▶ _Document extract_
####################

# Journey Times UK



## tincan (Jul 31, 2006)

We use ViaMichelin as a route planner and I am curious to know how accurate the journey time might be. It is quoting 3hrs 36 mins from Holyhead to Keswick. While that time will be fine on Friday, will it be ok on Monday when i'm heading for an early afternoon sailing

Noel


----------



## Zebedee (Oct 3, 2007)

tincan said:


> We use ViaMichelin as a route planner and I am curious to know how accurate the journey time might be. It is quoting 3hrs 36 mins from Holyhead to Keswick. While that time will be fine on Friday, will it be ok on Monday when i'm heading for an early afternoon sailing
> 
> Noel


I wouldn't rely on it Noel. They do not factor in the effects of "Sod's Law". (That would be "Murphy's Law" where you come from.    )

Getting there an hour early is far preferable to chewing your fingernails in a traffic holdup. That's not the most relaxing way to start a holiday. :evil:

Cheers

Zebedee


----------



## StAubyns (Jun 4, 2006)

In the UK I reckon journey times on average to cover 40 miles in an hour. So a 200 mile trip equals 5 hours.

This tends to give me plenty of time for holdups, and if I'm at my destination early, its better than being late  

regards

Geoff


----------



## EJB (Aug 25, 2007)

For more years than I care to remember we always seem to average about 50mph including short stops.
It's a figure that doesn't seem to have altered from the 60s to today!
HTH


----------



## Rapide561 (Oct 1, 2005)

*Journey times*

Hi

I never rely on those timings on websites. I use my judgement.

I can do Barnsley to Dover in a smidge over 4 hours, but try it on a Friday afternoon or a Sunday afternoon and that could be doubled. I would not worry about missing a ferry at Dover as they operate so frequently.

If I was sailing from Hull or Bilbao where there are restricted services, I would allow far too much time for the journey and simply have a coffee and snack etc.

Russell


----------



## tincan (Jul 31, 2006)

Quote
I wouldn't rely on it Noel. They do not factor in the effects of "Sod's Law". (That would be "Murphy's Law" where you come from.    )

I personally subscribe to Doyles amendment to Murphys Law; Doyle states that Murphy was an optimist

Thanks for all the replies


----------



## tonyt (May 25, 2005)

tincan said:


> Quote
> I personally subscribe to Doyles amendment to Murphys Law; Doyle states that Murphy was an optimist


I like it.


----------



## Zebedee (Oct 3, 2007)

So do I.

Must remember not to use it here though or I'll get done for plagiarism.

Cheers


----------



## tincan (Jul 31, 2006)

Plagarise away - I do it all the time. Change of plans for us though, was changing out a gas cylinder last night and it fell on my foot breaking a toe so instead of walking and cycling around the Lakes I'm sitting at home in Dublin with my foot on a chair for the weekend

Noel


----------



## Zebedee (Oct 3, 2007)

Sorry to hear that Noel. Really rotten luck.

Was it Murphy or Doyle having a go at you? Sounds like they planned it together.

####################

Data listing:
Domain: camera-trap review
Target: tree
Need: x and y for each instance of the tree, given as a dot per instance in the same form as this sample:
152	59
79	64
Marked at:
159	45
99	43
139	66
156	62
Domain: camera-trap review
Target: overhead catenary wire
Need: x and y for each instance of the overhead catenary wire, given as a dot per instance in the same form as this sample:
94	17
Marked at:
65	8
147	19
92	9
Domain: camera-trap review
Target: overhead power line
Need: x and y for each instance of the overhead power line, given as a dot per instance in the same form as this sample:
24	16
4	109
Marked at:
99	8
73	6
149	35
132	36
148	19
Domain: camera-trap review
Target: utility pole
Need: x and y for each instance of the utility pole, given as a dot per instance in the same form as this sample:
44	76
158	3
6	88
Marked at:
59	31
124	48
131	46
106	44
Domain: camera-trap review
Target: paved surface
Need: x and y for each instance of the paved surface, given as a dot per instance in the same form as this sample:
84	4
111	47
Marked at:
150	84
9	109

####################

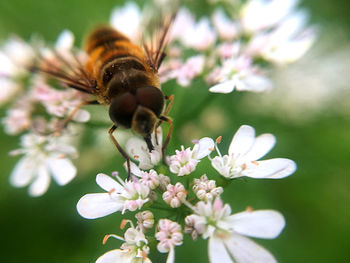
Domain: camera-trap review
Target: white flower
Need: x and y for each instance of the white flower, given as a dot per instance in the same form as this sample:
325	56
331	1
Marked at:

####################

▶ _Objective A_
Decide whether each statement agrees with the journey times thread, answering yes or no and quoting the words of the thread that decide it.
(i) ViaMichelin gave a journey time of 3 hrs 36 mins from Holyhead to Keswick.
(ii) StAubyns reckons on covering 50 miles in an hour on UK journeys.
(iii) tincan broke a toe while cycling around the Lakes.
▶ _Objective B_
Reproduce the passage of the journey times thread starting at "## EJB (Aug" and ending at "60s to today!".
▶ _Objective C_
Answer these questions from the journey times thread.
(i) What average speed does EJB say they seem to manage, including short stops?
(ii) Which two places does Rapide561 mention sailing from where there are restricted services?
(iii) In which city is tincan sitting at home with a foot on a chair?
Rely only on the journey times thread when answering, not on the items.

▶ _Task answer A_
(i) Yes: "It is quoting 3hrs 36 mins from Holyhead to Keswick."
(ii) No: "In the UK I reckon journey times on average to cover 40 miles in an hour."
(iii) No: "was changing out a gas cylinder last night and it fell on my foot breaking a toe"

▶ _Task answer B_
## EJB (Aug 25, 2007)

For more years than I care to remember we always seem to average about 50mph including short stops.
It's a figure that doesn't seem to have altered from the 60s to today!

▶ _Task answer C_
(i) About 50mph.
(ii) Hull and Bilbao.
(iii) Dublin.